Convert everything in the data below, from the line containing "of the snow-covered" down to the line containing "point(469, 118)" (both included), into a numbered list with one line per item and no blank lines.

> [Records provided]:
[Start]

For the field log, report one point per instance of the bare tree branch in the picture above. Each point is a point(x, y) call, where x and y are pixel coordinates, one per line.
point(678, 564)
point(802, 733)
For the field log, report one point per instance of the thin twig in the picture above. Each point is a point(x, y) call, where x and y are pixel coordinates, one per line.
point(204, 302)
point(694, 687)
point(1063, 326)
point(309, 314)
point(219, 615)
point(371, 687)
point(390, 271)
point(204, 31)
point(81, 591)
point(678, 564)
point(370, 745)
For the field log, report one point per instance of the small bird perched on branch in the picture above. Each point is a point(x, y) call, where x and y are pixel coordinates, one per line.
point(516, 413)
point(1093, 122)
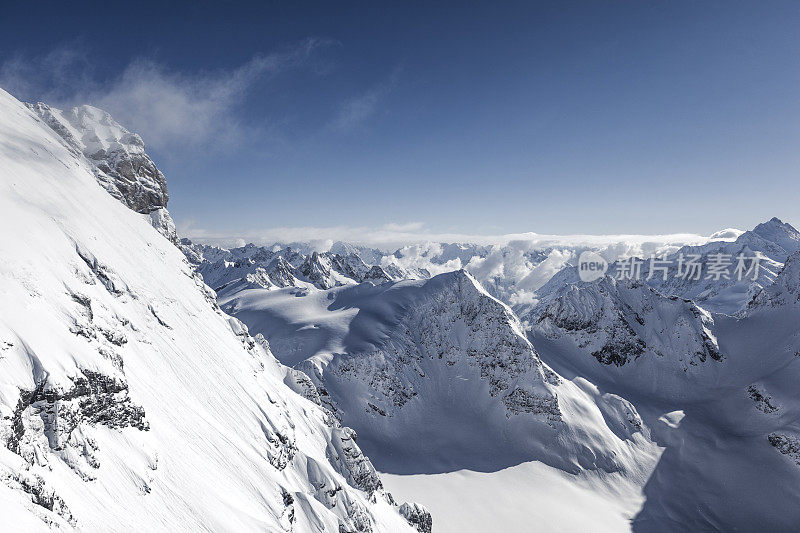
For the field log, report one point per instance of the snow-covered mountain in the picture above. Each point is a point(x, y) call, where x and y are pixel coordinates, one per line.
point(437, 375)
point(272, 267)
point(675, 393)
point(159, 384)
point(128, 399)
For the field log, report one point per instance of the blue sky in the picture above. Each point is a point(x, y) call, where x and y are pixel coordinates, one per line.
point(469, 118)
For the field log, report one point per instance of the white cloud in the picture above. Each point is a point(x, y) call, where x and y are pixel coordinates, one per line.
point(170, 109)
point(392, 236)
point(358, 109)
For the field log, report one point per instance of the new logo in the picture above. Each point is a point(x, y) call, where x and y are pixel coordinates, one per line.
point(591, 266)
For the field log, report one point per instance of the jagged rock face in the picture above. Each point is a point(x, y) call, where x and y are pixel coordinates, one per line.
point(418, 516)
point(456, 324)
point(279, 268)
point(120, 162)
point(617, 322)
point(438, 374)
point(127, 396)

[End]
[Start]

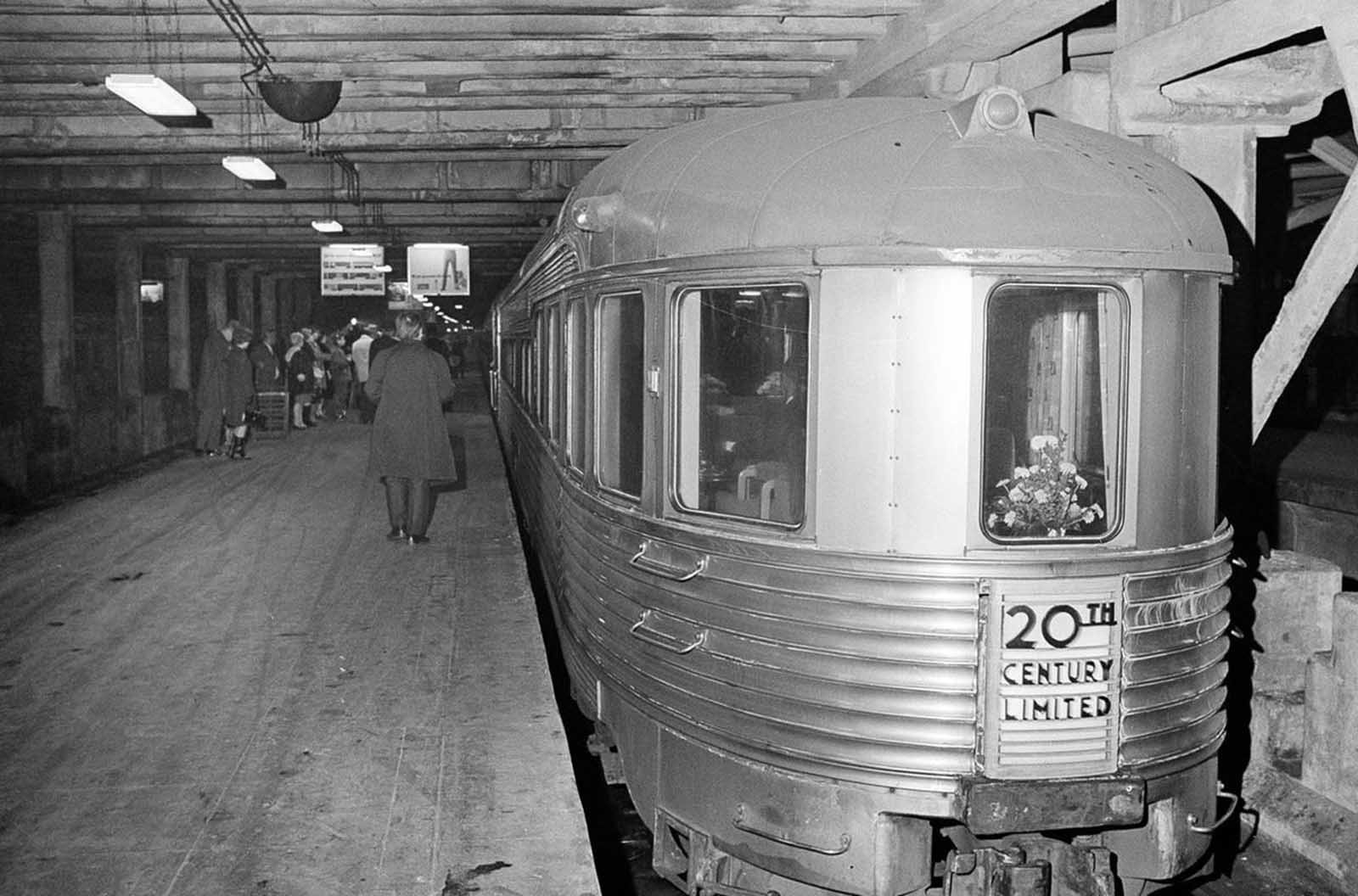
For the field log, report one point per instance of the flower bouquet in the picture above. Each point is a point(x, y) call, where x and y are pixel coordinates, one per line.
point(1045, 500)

[End]

> [Finished task]:
1. For the field log, report one point per instance of the snow-covered mountain in the picture above. Each point is a point(x, y) call, where x and y are pixel coordinates, one per line.
2. point(437, 375)
3. point(272, 267)
4. point(675, 393)
5. point(159, 384)
6. point(128, 399)
7. For the field log, report one point per instance of the blue sky in the picture above. Each point is a point(x, y) call, where x and y are pixel coordinates, one per line.
8. point(469, 118)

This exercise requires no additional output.